Strictly speaking, no. I currently have a regular video (i.e. display) card in a PCI slot (ATI 64somethingorother from about 1997), and a capture-only card (which is neither intended nor used to run the display) in another PCI slot (Bravado 1000, from 1995). I've been running the system with these two together for years with no conflicts.

This is what I reverted to after the new display card (ATI Radeon 7000), which I bought to put in my vacant AGP slot and free up the PCI slot, caused the headaches I've been having all week. I never had both cards physically in the machine at the same time, and removed the driver for the old one as soon as the new one was up and running my monitor. Once that was accomplished, I happily ran my machine with the new card for about half an hour, at which point I discovered Premiere wouldn't work with my capture card anymore, and the fun began. *sigh*

Sorry all this wasn't clear about that -- what happens when I'm just ranting and not providing actual info. ;-)

Upon reboot, you will see Windows 'detect' the hardware and prompt you for drivers. If it installs them automagically, not a big deal. If it prompts you, tell it to cancel and ignore them.

DATA EXTRACT:
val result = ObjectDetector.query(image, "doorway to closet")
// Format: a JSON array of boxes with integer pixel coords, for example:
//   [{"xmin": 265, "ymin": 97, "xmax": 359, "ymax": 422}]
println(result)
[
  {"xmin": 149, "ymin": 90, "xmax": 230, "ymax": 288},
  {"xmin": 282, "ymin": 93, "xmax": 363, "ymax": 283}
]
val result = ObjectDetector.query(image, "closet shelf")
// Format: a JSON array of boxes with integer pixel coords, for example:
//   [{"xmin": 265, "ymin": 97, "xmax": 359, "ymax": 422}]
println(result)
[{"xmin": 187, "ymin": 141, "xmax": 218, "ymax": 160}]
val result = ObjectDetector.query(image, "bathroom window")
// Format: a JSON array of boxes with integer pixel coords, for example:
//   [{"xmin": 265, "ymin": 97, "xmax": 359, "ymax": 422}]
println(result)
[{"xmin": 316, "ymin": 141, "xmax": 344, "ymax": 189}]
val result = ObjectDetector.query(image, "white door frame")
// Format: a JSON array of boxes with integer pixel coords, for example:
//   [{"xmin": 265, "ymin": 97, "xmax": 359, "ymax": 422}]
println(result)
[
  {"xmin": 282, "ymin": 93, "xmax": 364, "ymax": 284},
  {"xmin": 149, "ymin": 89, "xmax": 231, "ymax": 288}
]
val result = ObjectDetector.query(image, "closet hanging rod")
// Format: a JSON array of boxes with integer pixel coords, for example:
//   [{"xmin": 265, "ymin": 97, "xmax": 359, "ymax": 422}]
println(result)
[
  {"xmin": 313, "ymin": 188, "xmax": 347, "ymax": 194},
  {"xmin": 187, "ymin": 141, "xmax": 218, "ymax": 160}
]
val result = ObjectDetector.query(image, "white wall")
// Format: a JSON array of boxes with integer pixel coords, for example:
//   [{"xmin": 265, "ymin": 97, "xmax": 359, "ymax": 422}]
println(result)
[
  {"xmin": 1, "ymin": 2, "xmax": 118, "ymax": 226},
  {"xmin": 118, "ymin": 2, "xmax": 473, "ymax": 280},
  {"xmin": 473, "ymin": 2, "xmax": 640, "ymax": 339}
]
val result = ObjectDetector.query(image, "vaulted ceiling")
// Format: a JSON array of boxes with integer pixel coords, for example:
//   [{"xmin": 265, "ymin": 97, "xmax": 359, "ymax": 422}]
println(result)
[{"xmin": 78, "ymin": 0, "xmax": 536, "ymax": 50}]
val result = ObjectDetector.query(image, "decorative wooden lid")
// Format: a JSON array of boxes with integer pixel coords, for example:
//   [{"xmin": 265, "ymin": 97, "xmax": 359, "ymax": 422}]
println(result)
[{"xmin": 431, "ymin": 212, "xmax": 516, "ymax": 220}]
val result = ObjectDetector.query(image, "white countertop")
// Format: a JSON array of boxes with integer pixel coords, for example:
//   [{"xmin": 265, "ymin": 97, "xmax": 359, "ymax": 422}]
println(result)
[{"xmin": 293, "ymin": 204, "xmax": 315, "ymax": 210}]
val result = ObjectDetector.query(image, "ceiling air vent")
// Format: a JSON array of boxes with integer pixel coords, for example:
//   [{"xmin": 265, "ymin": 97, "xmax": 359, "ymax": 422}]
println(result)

TASK REQUIREMENTS:
Copy the post from "Upon reboot, you" up to and including "and ignore them.", replacing "reboot" with "restart".

REPLY:
Upon restart, you will see Windows 'detect' the hardware and prompt you for drivers. If it installs them automagically, not a big deal. If it prompts you, tell it to cancel and ignore them.